- [Exercise goal]:
Every entry here needs to be repeated exactly.

- [Entries provided]:
**********

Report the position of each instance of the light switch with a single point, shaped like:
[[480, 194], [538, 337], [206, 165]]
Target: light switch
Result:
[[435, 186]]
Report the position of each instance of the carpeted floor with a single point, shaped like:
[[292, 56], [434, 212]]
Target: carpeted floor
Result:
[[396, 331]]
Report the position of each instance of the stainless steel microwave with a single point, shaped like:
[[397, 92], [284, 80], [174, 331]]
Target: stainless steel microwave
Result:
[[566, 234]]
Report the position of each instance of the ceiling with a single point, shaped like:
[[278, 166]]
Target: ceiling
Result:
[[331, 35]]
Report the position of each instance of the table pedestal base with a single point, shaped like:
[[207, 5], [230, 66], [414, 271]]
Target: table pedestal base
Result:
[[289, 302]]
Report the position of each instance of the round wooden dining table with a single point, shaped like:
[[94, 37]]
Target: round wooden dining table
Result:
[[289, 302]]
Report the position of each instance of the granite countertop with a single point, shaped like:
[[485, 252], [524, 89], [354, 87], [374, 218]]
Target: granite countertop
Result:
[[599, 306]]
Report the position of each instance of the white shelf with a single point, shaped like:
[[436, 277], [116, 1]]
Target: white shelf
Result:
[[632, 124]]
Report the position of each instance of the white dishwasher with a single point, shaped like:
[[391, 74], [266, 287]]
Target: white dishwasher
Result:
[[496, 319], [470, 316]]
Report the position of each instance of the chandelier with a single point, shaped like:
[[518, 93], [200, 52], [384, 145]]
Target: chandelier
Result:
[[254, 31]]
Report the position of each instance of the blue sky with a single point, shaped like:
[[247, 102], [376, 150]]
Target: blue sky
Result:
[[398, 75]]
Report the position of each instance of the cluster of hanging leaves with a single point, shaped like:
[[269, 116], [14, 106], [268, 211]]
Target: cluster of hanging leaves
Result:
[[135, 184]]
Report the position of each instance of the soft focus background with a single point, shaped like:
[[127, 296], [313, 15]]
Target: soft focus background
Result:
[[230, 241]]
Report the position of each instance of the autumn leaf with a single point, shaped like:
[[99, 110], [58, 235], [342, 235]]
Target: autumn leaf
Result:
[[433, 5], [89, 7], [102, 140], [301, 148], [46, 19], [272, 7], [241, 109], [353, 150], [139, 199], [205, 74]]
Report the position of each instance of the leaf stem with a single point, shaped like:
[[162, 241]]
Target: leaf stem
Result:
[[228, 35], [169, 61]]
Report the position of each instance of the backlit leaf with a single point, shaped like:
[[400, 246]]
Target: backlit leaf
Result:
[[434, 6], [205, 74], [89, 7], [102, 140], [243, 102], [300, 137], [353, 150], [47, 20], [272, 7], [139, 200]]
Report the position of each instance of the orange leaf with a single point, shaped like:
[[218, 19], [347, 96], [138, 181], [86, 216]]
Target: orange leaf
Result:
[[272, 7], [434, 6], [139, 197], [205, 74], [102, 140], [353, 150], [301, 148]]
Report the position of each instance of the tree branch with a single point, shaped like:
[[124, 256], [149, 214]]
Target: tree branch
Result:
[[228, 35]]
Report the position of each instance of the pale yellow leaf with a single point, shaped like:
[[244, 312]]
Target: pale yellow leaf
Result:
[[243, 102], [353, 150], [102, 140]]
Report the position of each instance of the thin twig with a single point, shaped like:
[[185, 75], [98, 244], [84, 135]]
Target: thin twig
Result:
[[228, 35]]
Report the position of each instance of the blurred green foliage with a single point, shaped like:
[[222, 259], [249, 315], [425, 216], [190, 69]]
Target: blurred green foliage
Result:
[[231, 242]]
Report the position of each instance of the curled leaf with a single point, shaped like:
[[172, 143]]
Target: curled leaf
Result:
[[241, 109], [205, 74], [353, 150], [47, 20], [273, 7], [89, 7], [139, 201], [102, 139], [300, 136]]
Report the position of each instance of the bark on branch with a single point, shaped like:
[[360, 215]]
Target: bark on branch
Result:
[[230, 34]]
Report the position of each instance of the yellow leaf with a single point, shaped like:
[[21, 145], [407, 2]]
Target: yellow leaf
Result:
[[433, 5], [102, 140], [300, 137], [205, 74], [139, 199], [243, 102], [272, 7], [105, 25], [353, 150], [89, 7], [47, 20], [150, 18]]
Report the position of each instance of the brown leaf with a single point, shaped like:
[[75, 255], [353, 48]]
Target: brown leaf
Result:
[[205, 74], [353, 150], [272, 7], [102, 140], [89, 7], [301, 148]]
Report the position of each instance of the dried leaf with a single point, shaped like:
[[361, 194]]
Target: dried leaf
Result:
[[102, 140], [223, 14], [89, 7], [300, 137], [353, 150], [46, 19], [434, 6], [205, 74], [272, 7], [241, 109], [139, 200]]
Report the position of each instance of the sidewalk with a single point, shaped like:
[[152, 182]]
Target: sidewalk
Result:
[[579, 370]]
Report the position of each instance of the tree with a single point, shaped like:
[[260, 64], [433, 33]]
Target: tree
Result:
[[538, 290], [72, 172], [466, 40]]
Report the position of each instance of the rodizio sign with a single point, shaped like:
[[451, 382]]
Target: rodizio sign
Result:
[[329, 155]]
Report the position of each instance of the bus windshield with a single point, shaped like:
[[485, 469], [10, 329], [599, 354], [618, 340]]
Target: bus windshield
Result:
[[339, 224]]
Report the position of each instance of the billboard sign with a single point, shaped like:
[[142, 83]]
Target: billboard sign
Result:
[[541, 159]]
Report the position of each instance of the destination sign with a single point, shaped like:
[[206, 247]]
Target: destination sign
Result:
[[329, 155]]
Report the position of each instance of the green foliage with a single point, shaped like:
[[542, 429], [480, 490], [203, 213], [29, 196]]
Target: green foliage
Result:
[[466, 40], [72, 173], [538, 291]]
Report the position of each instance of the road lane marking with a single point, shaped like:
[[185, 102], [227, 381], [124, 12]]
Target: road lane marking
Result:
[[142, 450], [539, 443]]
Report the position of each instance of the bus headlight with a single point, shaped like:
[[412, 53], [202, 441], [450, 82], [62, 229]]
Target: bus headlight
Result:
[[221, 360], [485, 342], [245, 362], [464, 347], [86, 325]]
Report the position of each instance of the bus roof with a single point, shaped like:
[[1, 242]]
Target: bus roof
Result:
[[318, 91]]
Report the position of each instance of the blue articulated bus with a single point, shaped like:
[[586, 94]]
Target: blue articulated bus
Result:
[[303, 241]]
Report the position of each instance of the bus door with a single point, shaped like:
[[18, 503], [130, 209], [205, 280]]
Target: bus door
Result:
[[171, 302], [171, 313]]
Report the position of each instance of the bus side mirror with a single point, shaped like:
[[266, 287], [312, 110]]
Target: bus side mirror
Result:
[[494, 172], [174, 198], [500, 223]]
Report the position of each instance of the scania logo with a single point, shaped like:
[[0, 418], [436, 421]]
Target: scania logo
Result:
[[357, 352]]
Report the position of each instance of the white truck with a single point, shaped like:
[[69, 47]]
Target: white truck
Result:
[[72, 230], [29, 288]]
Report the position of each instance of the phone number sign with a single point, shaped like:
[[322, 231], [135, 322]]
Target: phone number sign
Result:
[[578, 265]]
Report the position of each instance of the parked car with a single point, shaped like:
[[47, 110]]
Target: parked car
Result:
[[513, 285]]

**********

- [Your response]:
Report the position of each instance of the light switch with a single point, shaped like:
[[480, 194], [538, 337], [206, 165]]
Target: light switch
Result:
[[435, 186]]
Report the position of each instance of the carpeted floor with a single point, shaped like:
[[292, 56], [434, 212]]
Target: carpeted floor
Result:
[[396, 331]]
Report the position of each instance of the stainless steel microwave with a single point, shaped like:
[[397, 92], [284, 80], [174, 331]]
Target: stainless steel microwave
Result:
[[566, 234]]
Report the position of each instance of the ceiling with a single point, shaped like:
[[278, 166]]
Target: ceiling
Result:
[[331, 35]]
Report the position of each instance of the table pedestal base with a single point, shaped like:
[[207, 5], [230, 66], [414, 271]]
Target: table pedestal base
Result:
[[289, 302]]
Report the position of each instance of the round wooden dining table with a single point, shaped like:
[[94, 37]]
Target: round wooden dining table
Result:
[[289, 302]]
Report the position of each instance of the granite countertop with a single point, shaped like:
[[485, 252], [524, 89], [354, 87], [374, 218]]
Target: granite countertop
Result:
[[599, 306]]
Report the position of each instance of the white shelf with a single point, shaped like:
[[436, 277], [116, 1]]
Target: white shelf
Result:
[[632, 124]]
Report the position of each instance of the white dishwasher with a single point, shaped like:
[[391, 74], [266, 287]]
Target: white dishwasher
Result:
[[496, 319], [470, 316]]
Report the position of each instance of the chandelier with a single point, shaped like:
[[518, 93], [200, 52], [384, 145]]
Target: chandelier
Result:
[[254, 31]]
Report the position of each instance of the blue sky with a single point, shaped like:
[[247, 102], [376, 150]]
Target: blue sky
Result:
[[398, 75]]
Report the position of each instance of the cluster of hanging leaves with a single point, shaped like:
[[269, 116], [14, 106], [268, 211]]
Target: cluster of hanging leaves
Result:
[[135, 184]]
Report the position of each instance of the soft focus background with a single point, shaped like:
[[127, 296], [313, 15]]
Target: soft focus background
Result:
[[230, 241]]
Report the position of each instance of the autumn leaf with a single point, shaped like:
[[99, 110], [58, 235], [342, 235]]
Target: autumn leaf
Result:
[[433, 5], [89, 7], [102, 140], [301, 148], [46, 19], [272, 7], [241, 109], [353, 150], [139, 199], [205, 74]]
Report the position of each instance of the leaf stem with a single point, shaped like:
[[162, 241]]
Target: leaf stem
Result:
[[228, 35], [169, 61]]
Report the position of each instance of the backlit leaf with a single point, shaped like:
[[400, 246]]
Target: backlit leaf
Result:
[[434, 6], [205, 74], [89, 7], [102, 140], [243, 102], [300, 137], [353, 150], [47, 20], [272, 7], [139, 200]]
Report the position of each instance of the orange leaf with a single point, shaped like:
[[218, 19], [347, 96], [138, 181], [86, 216]]
Target: orange leaf
Result:
[[272, 7], [434, 6], [139, 197], [205, 74], [102, 140], [353, 150], [301, 148]]
Report the position of each instance of the tree branch with a single point, shaped like:
[[124, 256], [149, 214]]
Target: tree branch
Result:
[[228, 35]]
Report the position of each instance of the pale yellow leaf with a single point, shaped like:
[[244, 312]]
Target: pale yellow leaf
Result:
[[243, 102], [353, 150], [102, 140]]
Report the position of each instance of the thin twig with a single point, shaped like:
[[185, 75], [98, 244], [84, 135]]
Target: thin twig
Result:
[[228, 35]]
Report the position of each instance of the blurred green foliage with a single point, shaped like:
[[222, 259], [249, 315], [425, 216], [190, 69]]
Target: blurred green foliage
Result:
[[231, 242]]
Report the position of each instance of the curled leaf with a single point, shaped like:
[[172, 143]]
Target: curled leaf
Result:
[[241, 109], [205, 74], [353, 150], [47, 20], [273, 7], [89, 7], [139, 201], [102, 139], [300, 136]]
Report the position of each instance of the bark on branch with a single point, shaped like:
[[360, 215]]
Target: bark on branch
Result:
[[230, 34]]
Report the position of each instance of the yellow leaf with a single point, shaped like:
[[21, 145], [407, 2]]
Target: yellow leaf
Result:
[[433, 5], [102, 140], [300, 137], [205, 74], [139, 199], [243, 102], [272, 7], [105, 25], [353, 150], [89, 7], [47, 20], [150, 18]]
Report the position of each instance of the brown leaf with a single point, shaped like:
[[75, 255], [353, 48]]
Target: brown leaf
Result:
[[205, 74], [353, 150], [272, 7], [102, 140], [89, 7], [301, 148]]
Report the position of each instance of the dried leaf with a single point, shaped like:
[[361, 194]]
Target: dried leaf
Result:
[[102, 140], [223, 14], [89, 7], [300, 137], [353, 150], [46, 19], [434, 6], [205, 74], [272, 7], [241, 109], [139, 200]]
Report the position of each instance of the sidewalk with a single point, shaped like:
[[152, 182]]
Target: sidewalk
Result:
[[579, 370]]
Report the position of each instance of the tree with a single point, shaped like:
[[260, 64], [433, 33]]
Target: tree
Result:
[[538, 290], [72, 172], [466, 40]]
Report the position of each instance of the rodizio sign with a single point, shaped like:
[[451, 382]]
Target: rodizio sign
Result:
[[329, 155]]
Report the position of each instance of the bus windshield with a single point, shaped like:
[[485, 469], [10, 329], [599, 354], [618, 340]]
Target: bus windshield
Result:
[[339, 224]]
Report the position of each instance of the billboard sign with a single point, shaped like:
[[142, 83]]
Target: billboard sign
Result:
[[541, 159]]
Report the position of each instance of the destination sign with a single point, shaped like:
[[206, 247]]
Target: destination sign
Result:
[[329, 155]]
Report the position of each instance of the green foliage with a single point, shaped like:
[[542, 429], [480, 490], [203, 213], [29, 196]]
Target: green foliage
Result:
[[466, 40], [72, 173], [538, 291]]
Report the position of each instance of the road lane marking with a single point, shaped like:
[[185, 102], [227, 381], [124, 12]]
Target: road lane marking
Result:
[[142, 450], [539, 443]]
Report the position of each instance of the bus headlight with a single point, shaped like:
[[412, 53], [202, 441], [450, 82], [62, 229]]
Target: bus headlight
Result:
[[221, 360], [485, 342], [245, 362], [464, 347], [86, 325]]
Report the position of each instance of the bus roof with a single point, shaped like:
[[1, 242]]
Target: bus roof
Result:
[[318, 91]]
Report the position of each instance of the blue articulated bus with a single point, shaped like:
[[586, 94]]
Target: blue articulated bus
Result:
[[303, 241]]
Report the position of each instance of the bus door with a single point, shaped like:
[[18, 503], [130, 209], [205, 280]]
Target: bus door
Result:
[[171, 302], [171, 313]]
Report the position of each instance of the bus side mirror with a single point, shaped like:
[[266, 287], [312, 110]]
Target: bus side mirror
Result:
[[494, 172], [174, 198], [500, 223]]
Report the position of each instance of the scania logo with a single point, shaped like:
[[0, 418], [436, 421]]
Target: scania logo
Result:
[[357, 352]]
Report the position of each instance of the white truck with a single point, shaped like:
[[69, 47]]
Target: white truck
Result:
[[72, 230], [29, 288]]
Report the position of each instance of the phone number sign with a single point, shaped like:
[[322, 231], [135, 322]]
Target: phone number sign
Result:
[[578, 265]]
Report the position of each instance of the parked car with a single point, shaped like:
[[47, 110]]
Target: parked car
Result:
[[513, 285]]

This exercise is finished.